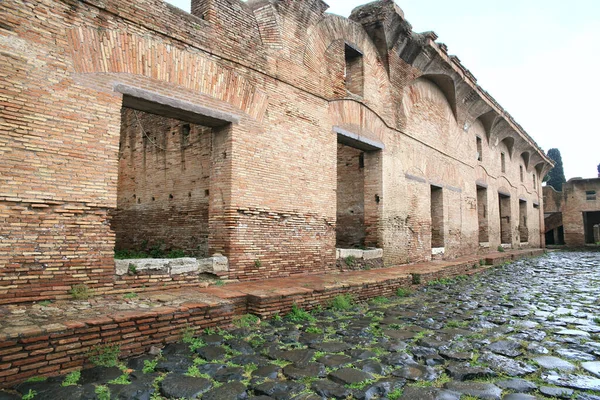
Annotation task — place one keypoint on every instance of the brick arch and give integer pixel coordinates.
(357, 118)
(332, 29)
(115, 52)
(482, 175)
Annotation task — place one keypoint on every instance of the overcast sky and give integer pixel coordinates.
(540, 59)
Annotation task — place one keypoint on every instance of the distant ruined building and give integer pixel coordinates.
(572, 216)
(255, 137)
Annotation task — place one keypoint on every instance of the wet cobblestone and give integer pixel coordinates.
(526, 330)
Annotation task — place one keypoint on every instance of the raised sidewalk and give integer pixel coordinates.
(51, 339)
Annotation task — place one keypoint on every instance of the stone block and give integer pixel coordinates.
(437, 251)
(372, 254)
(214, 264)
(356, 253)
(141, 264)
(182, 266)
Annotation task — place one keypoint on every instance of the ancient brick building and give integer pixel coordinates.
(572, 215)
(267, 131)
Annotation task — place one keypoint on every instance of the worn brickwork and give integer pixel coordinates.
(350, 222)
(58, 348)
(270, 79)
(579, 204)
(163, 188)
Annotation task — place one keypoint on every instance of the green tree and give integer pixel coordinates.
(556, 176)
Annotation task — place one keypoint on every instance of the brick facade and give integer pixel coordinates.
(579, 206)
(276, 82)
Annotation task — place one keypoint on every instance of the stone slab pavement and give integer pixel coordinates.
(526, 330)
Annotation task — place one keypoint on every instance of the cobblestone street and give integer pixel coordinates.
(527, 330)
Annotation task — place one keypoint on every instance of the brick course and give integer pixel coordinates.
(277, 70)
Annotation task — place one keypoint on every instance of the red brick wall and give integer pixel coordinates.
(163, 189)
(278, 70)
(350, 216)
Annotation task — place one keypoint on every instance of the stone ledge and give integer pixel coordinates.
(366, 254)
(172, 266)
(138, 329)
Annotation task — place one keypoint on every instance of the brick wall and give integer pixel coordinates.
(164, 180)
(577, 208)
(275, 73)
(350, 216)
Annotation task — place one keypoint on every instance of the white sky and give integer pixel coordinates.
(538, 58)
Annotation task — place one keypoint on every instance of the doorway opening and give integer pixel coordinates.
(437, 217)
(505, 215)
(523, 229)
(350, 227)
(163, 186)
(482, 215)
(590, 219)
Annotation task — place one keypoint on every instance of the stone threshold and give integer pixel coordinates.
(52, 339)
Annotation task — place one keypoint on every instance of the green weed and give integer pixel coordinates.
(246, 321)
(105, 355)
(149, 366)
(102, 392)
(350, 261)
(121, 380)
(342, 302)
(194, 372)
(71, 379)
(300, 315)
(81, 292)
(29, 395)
################
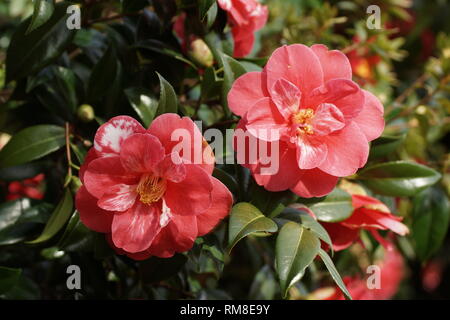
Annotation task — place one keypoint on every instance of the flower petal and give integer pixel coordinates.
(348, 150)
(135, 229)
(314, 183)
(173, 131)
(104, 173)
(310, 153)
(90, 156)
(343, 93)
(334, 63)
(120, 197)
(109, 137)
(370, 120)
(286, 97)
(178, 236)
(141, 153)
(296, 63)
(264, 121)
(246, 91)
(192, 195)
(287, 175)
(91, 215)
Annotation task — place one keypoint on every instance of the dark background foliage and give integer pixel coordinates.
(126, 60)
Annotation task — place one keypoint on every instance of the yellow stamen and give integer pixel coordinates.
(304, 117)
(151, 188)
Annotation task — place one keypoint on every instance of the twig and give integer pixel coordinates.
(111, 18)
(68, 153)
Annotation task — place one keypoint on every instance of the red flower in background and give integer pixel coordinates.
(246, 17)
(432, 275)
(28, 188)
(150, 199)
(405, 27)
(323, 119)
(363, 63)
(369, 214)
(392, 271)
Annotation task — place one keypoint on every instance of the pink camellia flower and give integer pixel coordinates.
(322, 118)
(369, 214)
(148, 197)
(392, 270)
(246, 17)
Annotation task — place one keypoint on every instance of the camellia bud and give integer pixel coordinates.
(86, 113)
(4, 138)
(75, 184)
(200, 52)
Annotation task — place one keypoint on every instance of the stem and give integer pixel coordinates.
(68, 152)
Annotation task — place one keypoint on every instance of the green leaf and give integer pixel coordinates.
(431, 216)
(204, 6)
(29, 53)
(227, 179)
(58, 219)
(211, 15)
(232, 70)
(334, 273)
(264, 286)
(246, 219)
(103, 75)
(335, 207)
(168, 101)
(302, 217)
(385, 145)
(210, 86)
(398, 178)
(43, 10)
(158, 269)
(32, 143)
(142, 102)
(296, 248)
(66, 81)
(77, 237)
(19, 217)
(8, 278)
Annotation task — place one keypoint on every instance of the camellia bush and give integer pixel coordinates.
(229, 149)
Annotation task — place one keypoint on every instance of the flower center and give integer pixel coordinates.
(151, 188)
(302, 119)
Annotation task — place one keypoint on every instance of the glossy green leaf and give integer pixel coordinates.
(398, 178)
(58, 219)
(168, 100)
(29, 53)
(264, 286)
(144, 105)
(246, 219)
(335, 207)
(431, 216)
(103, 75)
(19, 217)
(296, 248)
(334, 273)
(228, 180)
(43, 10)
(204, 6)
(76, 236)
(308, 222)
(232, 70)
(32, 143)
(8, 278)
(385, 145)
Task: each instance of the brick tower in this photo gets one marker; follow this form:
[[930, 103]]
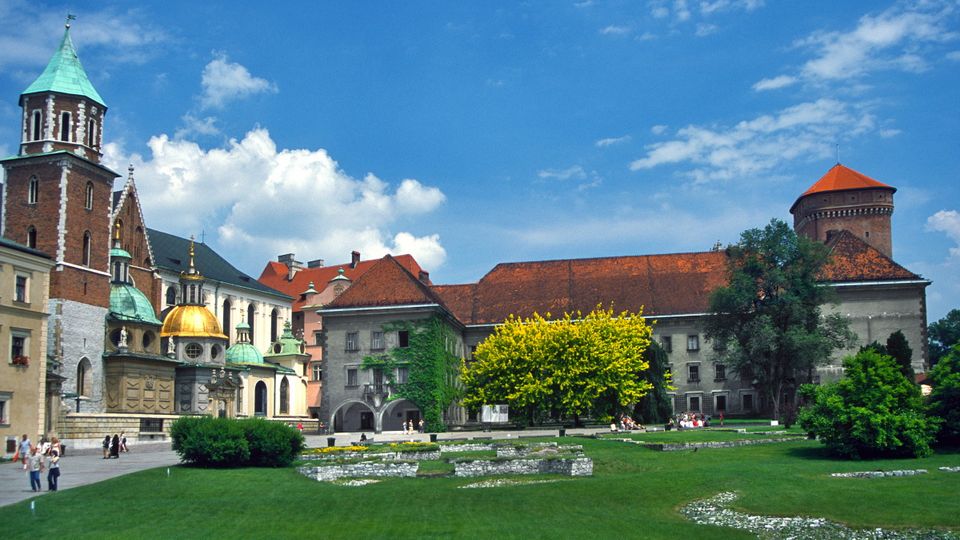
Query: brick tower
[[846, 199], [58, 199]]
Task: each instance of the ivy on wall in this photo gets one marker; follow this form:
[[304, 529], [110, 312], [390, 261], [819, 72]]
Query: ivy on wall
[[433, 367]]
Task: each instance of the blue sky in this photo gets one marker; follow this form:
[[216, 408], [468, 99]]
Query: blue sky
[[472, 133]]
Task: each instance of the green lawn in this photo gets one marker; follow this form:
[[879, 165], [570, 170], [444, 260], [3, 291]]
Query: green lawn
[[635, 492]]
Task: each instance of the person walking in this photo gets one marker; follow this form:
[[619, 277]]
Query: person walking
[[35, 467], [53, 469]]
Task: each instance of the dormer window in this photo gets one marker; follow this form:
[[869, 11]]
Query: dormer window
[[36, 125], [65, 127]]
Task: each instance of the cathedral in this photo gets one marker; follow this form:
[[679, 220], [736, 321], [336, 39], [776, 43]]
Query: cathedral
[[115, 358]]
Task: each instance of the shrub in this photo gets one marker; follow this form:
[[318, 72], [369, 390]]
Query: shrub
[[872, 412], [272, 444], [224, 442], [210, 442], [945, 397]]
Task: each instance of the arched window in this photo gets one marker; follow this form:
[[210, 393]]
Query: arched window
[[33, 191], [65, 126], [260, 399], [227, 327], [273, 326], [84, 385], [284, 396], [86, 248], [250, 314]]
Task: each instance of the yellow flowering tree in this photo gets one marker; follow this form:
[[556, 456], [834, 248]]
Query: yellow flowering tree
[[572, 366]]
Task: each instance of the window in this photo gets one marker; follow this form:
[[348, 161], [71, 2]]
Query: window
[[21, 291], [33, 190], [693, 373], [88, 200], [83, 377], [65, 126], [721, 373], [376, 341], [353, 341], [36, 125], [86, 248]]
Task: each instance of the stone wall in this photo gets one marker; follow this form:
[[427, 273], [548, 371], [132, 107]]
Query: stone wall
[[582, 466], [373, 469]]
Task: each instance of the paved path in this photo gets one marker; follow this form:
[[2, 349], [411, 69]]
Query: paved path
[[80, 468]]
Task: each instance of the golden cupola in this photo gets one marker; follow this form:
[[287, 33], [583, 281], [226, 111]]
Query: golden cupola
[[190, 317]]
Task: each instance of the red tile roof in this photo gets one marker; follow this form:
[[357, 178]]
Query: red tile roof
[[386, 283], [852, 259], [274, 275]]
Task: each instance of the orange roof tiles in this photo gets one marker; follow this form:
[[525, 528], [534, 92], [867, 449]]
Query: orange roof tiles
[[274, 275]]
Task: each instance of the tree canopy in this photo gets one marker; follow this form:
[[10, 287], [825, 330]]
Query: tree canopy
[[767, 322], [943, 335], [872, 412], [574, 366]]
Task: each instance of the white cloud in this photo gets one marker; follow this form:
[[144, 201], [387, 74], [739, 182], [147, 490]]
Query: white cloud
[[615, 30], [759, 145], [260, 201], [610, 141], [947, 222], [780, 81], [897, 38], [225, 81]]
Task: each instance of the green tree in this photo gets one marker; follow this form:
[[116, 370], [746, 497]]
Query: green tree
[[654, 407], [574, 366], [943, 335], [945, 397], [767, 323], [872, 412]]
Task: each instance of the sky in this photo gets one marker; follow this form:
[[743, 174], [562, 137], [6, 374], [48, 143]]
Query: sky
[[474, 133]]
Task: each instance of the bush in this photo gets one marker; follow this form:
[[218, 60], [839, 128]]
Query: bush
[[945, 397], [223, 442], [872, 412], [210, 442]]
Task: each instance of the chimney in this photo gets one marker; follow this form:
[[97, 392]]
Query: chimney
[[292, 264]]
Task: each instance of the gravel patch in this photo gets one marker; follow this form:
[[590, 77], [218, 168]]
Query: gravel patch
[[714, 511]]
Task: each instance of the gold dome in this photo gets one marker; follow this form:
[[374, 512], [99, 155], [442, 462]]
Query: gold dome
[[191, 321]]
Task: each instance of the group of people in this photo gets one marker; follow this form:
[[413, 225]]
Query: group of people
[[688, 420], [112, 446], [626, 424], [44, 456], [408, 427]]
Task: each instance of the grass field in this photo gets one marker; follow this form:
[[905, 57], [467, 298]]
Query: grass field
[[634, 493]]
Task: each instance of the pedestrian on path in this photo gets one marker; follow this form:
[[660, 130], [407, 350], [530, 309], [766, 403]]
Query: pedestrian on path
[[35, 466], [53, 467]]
################
_Job_. Report every line in the listing above that contains the word "roof", copying each such line in full. Case counts, so count only matches with the same capitalization.

_Exercise answer_.
Task: each instance of the red tile roof in this photo gets one marker; follow this form:
Query: red tile roof
Task: each instance of the orange roof tiles in this photo gets one marker; follow this form:
Query: orange roof tiles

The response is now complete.